Dataset entries

★ ★ ★ ★ ★ ★ ★

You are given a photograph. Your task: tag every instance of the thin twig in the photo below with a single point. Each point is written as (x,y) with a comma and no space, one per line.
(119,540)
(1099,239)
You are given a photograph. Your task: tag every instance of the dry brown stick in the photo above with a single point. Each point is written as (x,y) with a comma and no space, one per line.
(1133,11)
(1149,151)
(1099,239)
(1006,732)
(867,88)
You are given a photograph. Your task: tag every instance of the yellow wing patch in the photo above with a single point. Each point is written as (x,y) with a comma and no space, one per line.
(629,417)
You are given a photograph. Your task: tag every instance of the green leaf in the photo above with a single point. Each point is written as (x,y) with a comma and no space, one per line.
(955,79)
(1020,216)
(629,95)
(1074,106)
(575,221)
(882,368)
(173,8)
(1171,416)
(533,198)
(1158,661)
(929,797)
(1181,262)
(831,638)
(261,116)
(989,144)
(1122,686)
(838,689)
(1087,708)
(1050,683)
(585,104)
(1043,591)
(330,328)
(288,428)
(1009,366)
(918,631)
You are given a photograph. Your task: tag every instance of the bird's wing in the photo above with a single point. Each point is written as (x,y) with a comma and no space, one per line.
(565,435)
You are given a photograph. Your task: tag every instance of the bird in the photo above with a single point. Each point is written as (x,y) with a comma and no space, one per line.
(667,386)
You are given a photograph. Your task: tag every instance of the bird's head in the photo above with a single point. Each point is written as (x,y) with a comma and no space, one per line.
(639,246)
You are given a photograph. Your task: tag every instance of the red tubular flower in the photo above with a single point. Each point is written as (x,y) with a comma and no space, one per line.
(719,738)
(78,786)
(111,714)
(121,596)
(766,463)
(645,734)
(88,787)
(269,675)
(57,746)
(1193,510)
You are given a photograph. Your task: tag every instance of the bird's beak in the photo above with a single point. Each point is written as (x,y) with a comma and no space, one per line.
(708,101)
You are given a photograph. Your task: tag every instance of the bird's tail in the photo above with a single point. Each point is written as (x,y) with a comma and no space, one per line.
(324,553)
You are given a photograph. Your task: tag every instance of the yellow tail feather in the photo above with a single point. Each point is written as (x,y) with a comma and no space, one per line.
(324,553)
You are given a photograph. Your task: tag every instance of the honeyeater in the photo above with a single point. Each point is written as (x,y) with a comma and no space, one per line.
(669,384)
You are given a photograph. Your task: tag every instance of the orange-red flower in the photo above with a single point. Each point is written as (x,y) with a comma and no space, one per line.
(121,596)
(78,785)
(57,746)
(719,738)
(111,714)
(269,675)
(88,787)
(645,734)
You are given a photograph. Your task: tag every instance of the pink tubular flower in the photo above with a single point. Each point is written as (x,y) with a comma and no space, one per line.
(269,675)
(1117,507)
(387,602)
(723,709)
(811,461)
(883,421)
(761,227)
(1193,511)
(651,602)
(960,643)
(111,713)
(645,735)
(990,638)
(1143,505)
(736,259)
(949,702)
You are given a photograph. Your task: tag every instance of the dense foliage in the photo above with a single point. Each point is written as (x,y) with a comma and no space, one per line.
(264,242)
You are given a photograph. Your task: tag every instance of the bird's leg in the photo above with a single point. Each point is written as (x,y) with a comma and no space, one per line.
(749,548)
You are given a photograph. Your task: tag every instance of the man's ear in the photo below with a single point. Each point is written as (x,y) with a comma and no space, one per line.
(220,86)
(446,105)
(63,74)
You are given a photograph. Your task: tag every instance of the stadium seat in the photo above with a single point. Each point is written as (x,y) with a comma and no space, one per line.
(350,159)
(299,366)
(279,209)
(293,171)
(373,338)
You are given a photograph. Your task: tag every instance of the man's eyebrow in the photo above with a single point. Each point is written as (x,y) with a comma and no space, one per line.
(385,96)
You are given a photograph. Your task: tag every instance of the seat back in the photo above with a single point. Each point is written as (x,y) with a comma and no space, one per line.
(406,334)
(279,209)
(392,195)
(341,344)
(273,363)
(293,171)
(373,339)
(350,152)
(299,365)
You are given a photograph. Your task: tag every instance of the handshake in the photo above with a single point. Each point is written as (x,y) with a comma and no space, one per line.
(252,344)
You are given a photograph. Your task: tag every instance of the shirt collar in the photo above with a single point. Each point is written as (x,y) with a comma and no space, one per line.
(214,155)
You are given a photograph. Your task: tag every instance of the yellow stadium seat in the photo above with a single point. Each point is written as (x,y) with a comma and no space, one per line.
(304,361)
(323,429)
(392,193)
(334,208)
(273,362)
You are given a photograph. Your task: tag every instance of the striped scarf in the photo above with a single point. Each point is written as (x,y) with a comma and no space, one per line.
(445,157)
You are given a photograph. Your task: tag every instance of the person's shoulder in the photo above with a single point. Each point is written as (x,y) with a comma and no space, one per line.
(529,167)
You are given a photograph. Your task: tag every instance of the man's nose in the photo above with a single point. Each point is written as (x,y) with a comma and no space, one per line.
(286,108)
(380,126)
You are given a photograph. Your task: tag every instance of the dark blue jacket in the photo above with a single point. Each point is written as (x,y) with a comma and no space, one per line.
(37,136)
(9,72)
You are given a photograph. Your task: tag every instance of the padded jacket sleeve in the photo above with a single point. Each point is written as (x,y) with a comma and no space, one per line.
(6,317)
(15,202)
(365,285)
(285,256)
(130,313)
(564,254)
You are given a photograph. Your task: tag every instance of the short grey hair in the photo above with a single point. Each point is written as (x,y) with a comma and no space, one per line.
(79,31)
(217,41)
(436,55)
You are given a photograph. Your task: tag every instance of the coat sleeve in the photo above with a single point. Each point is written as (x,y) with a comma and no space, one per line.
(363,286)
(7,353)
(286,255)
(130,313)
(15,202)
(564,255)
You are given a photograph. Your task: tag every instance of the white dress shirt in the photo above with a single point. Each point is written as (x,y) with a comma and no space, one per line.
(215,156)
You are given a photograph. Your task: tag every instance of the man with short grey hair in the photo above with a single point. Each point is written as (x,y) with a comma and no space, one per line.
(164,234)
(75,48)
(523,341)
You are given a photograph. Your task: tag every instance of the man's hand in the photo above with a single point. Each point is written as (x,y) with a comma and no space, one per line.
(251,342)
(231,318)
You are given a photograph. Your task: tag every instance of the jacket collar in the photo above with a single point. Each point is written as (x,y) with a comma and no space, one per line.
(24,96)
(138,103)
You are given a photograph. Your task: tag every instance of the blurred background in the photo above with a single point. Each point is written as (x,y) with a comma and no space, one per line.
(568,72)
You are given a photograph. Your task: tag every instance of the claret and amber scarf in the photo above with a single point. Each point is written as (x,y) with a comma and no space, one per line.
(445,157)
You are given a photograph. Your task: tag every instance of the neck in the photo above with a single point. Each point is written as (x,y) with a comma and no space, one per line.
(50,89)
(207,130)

★ ★ ★ ★ ★ ★ ★

■ Work task ■
A faithful, complete copy of the entries above is required.

■ Your response ■
You are given a photograph. Your task: tag every instance of the thin twig in the photo below with a single point. Each point is written as (x,y) with a comma and no space, one per line.
(119,540)
(1099,239)
You are given a photograph. Your task: tag every instance of the dry brown stick in the photo above with a single point. Each point is written as (x,y) with a comma and no space, one per line.
(1133,11)
(1149,151)
(1099,239)
(1006,732)
(867,88)
You are given a photograph. Your task: tag every instance of the yellow wing patch in the photo above with a single point. Each point is written as (x,y) with a comma and no space, one per line.
(629,417)
You are given a photograph. Your task: tag every instance of the green leaf in the photo above with a single point. Each point is written as (x,y) with a comma and no space, one per line.
(955,79)
(1020,216)
(629,95)
(1074,106)
(575,221)
(882,368)
(173,8)
(1171,416)
(533,198)
(1158,661)
(929,797)
(1181,262)
(831,638)
(261,116)
(989,144)
(1122,686)
(838,689)
(1087,708)
(1050,683)
(585,104)
(1043,591)
(330,328)
(288,428)
(1009,366)
(918,631)
You are given a photograph. Your task: tag every instance of the bird's wing in the photo above with a single point. Each point is written as (x,y) with a comma and no space, one per line.
(565,435)
You are given a photograph. Your task: tag every instance of the bird in the photo above with a single point. Each point is written as (x,y) with a comma and no space, one per line.
(667,386)
You are given a photograph. Your task: tag every instance of the bird's head in the photo above with a single point. Each point is written as (x,y) with a comma and no space, one per line.
(639,246)
You are given a photograph. Your task: tag every instance of the red tubular flower in the photo above with a single point. Each point is written as (x,y) with a comma and no space, one per line.
(719,738)
(78,786)
(111,714)
(121,596)
(766,463)
(645,734)
(88,787)
(269,675)
(57,746)
(1193,510)
You are given a photograph. Your task: tag every instance of the bird's beak in the photo above with a single point. Each point is written as (x,y) with a comma and no space, one per line.
(708,101)
You are given a photograph. Your task: tag every instance of the bird's tail in the photo above with a single point. Each point is written as (x,y) with a comma and no space, one per line.
(324,553)
You are given a photograph. Your task: tag every instance of the yellow tail feather in the photo above with a single point. Each point is written as (x,y) with a comma and no space, one per line.
(324,553)
You are given a photograph. Your task: tag every instance of the honeyeater in the photo above with a single point. Each point is written as (x,y) with a comma and no space, one per line.
(669,384)
You are given a photograph. Your task: tag every instance of the orange-red flower in the photo above with a single point. Each point is written as (x,y) with a comma and no space, one per line.
(121,596)
(78,785)
(57,746)
(719,738)
(111,714)
(269,675)
(88,787)
(645,734)
You are given a photograph. Your task: tag every instance of the pink tubular flower in the photo above with a single point. Each point is written as (x,y) with a comma and no space, one per line.
(269,675)
(1117,507)
(387,602)
(723,709)
(811,461)
(883,421)
(761,227)
(1193,511)
(651,602)
(960,643)
(111,713)
(645,735)
(990,638)
(1143,505)
(736,259)
(949,702)
You are given a photograph. Your task: tag every instance of the dense foliage in the photo above with a single point. Each point is written as (x,y) with a comma and no space, one per line.
(264,242)
You are given a photograph. Your task: tag every instance of the bird's leg in the photo above with a single point. Each point is written as (x,y) with a comma and no space, one per line.
(749,548)
You are given a photograph. Your task: tag every instance of the man's ear in the photo below with a single point. Each point is written as (x,y) with a comma and no space, one per line.
(220,86)
(446,105)
(63,74)
You are given a photograph. Your task: tag every instance of the stadium seat in the photo above with a single point. Each point is written as (x,y) with a comma and no space, one per line.
(350,159)
(299,366)
(279,209)
(293,171)
(373,338)
You are given a photograph. Your task: tag every instance of the man's eyebrow in the photo above with a single point. Each point is written as (x,y) with a comma and no space, one per line.
(385,96)
You are given a photograph. Your task: tag every instance of the seat back in the photo above with a single point. Each point is written as (x,y) with a comma and no space, one per line.
(406,334)
(279,209)
(392,195)
(341,344)
(273,363)
(293,171)
(373,339)
(350,152)
(299,365)
You are given a photograph. Your task: tag every instance of the handshake in the photo above with a single point. Each point is written as (x,y) with a comma and no space, one per line.
(252,344)
You are given a photograph. Your task: tag every instance of the shirt collar in the photo above with a single point. Each point is written as (x,y) with a comma and no space, one per line.
(214,155)
You are given a photograph. Your task: tag every instance of the yellow stadium seat in the photo above with a single point. Each point is written as (x,y) with a comma and no space, one per line.
(304,361)
(323,429)
(392,193)
(334,208)
(273,362)
You are given a photograph. Your task: tag every instance of the striped scarf in the photo above with a single point. Each point is written as (x,y) with a comma and no space, one per line.
(445,157)
You are given a photograph. Your task: tag every instance of the person's shoulder in the photo above with a single point. Each point is written as (x,y) with a comma and no space, one per line.
(529,167)
You are given a photograph. Your task: tag every instance of the man's nose in the photo above with a single point. Each point is written as (x,y) with a comma and no space, one per line.
(286,108)
(380,126)
You are given a photograph. Your task: tag every instance of the dark blue jacket in the photo above with a single point. Each point is written as (x,y) with a comma and no space, one per line.
(37,136)
(9,72)
You are given a photograph. Your task: tag every instance of the padded jacket sleeve in the photo above with a single point. Each point is written as (x,y) with a comma and no space, one per line.
(6,317)
(15,202)
(365,285)
(285,256)
(130,313)
(564,254)
You are given a photograph. Your task: tag every instance of the short grey hair in the photo above with a single point. Each point is written as (x,y) with a comma and no space, one per line.
(79,31)
(217,41)
(436,55)
You are given a photograph. Your task: tag every instance of the coat sleeve in the photo above with a single point. Each point is written as (x,y) with a comma and no space, one per line.
(363,286)
(7,353)
(286,255)
(130,313)
(15,202)
(564,255)
You are given a photograph. Your task: tag every instance of the white dress shirt in the photo above with a single point. Each point is written as (x,y) with a comma and no space, one per line.
(215,156)
You are given a photograph. Your task: tag every instance of the man with short grey hair in the photo above with a single point. Each point is written as (x,y) with a comma and no space, one per line.
(164,234)
(75,48)
(523,341)
You are given a photograph. Your task: tag every instance of the man's hand in the photo above with a single point. Each point is written as (x,y) with a comma and no space, one per line.
(251,342)
(231,318)
You are given a photograph. Your task: tag every instance of the jacket collar in the photo above with a single point. Each point is written as (x,y) with a comma and no space, one per line.
(24,96)
(138,103)
You are given a photograph. Your task: tag every instance of the blurred background in the photo above with a single point. Each point is written as (x,y) with a comma and no space, one per line.
(568,72)
You are given a photograph. Your task: tag every instance of the claret and amber scarf in the photo above with a single point. Each point is written as (x,y) with a comma and no space, one per line.
(445,157)
You are given a photograph. Your task: tag every instance of the neck in the photo above with a single point. Each point is written as (x,y) with a comma and no space, one per line.
(50,89)
(207,130)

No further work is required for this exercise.